# SELECTED TEXT:
Presumably, Reed is not willing to yield to such demands on the content of its courses. Reed is an excellent school and this course is an important component to any education.  However, there is no indication of any discipline for students who reportedly disrupted the class.  The professor at the start of one of the disruptions told the students that this was an inappropriate demonstration but they ignored her and took over her class.

Professor Elizabeth Drumm, the Hum 110 program chair, is heard that the beginning of the video below saying  “I’m sorry, this is a classroom space and this is not appropriate.”  While protest organizers, Addison Bates, Alex Boyd, and Tiffany Chang were told that they were banned from attending the lecture in the future, no other action is known to have been taken against the students in denying the other students the right to attend the class — or the right of the faculty to conduct their classes.

Later appearances by activists continued despite objections from other students. There is no evidence of significant action taken by the college against these students.

These students openly attacked not just principles of academic freedom but free speech.  Yet, Reed College appears like little more than a pedestrian as a mob takes over a class room, as was Northwester in the prior incident.  The merits of the cause are immaterial when the protesters are claiming the right to stop others from hearing opposing views or works.

# MATERIAL FOR THIS TASK:
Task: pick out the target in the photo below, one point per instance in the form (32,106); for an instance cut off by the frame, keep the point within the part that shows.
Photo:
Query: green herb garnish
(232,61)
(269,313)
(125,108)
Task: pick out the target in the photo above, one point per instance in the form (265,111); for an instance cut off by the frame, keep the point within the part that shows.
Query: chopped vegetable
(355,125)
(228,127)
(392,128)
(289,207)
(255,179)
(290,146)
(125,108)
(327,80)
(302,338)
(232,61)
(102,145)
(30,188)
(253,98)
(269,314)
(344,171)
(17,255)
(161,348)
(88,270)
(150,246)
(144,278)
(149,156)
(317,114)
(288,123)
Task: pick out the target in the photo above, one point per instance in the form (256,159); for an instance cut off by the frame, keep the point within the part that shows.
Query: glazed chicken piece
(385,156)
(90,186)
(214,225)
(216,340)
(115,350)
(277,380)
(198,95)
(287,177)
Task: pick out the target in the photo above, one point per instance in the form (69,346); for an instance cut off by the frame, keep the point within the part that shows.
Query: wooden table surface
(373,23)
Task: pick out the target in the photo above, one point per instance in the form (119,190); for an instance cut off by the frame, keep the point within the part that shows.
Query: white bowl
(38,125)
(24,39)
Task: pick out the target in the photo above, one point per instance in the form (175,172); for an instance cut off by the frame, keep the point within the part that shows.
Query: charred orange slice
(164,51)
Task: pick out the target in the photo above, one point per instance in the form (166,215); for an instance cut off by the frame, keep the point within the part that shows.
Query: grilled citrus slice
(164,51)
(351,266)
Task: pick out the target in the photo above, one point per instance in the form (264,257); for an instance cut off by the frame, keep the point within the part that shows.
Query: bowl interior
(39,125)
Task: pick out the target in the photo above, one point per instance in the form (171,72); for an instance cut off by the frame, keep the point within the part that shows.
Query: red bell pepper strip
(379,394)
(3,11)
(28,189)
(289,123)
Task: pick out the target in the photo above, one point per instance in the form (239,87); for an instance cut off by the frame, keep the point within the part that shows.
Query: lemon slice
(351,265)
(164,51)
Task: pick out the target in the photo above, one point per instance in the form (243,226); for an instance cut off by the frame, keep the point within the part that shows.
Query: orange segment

# WORK TO DO:
1. List every line of the entries that contains the string "slice", treating uppercase and lowercase as different.
2. Extend the passage on the Reed College class protest with the next part, picking up after its final sentence.

# WRITTEN ANSWERS:
1.
Query: charred orange slice
Query: grilled citrus slice
Query: lemon slice

2.
On the list of demands, the students demand that “Hum 110 should be conscious of the power it gives to already privileged ideas and welcome critique of that use of power.”  I have little doubt that the professors welcome critiques of these works and differing perspectives.  That is why we teach. We relish students bring passion and reasoned arguments to the analysis of different works.  However, I am not sure what is meant by “privileged ideas.”  These certainly have been dominant ideas because they spoke to a deep understanding of humanity and its struggle for truth.  These ideas rose to dominance on their own merit and have remained transcendent influences because the content of the work.  Plato is not taught because he resonates with a world perspective of white males.  He articulated early concepts of a good society and good citizen.  I suppose good ideas are always “privileged” in the sense that their inherent logic and vision distinguished them from alternative views.  These authors rose above contemporaries and still influence thought due to their unique analytical and descriptive elements.

Here is the full list of demands:

  1. Paid day for 9/26 for all Reed staff in honor of the boycott.
  2. Transparency and long-term reform regarding Reed’s involvement in exploiting prison labor and their investment in companies(i.e. Wells Fargo) that profit from the incarceration of black and brown people, (i.e. NSA and GEO stocks).
  3. Reform CSO, AOD Review Panel, and JBoard practices and sanctions to move away from carrying out racial profiling and requiring community service, and move towards restorative justice policies.
  4. Transparency regarding the demographics of students given AODs.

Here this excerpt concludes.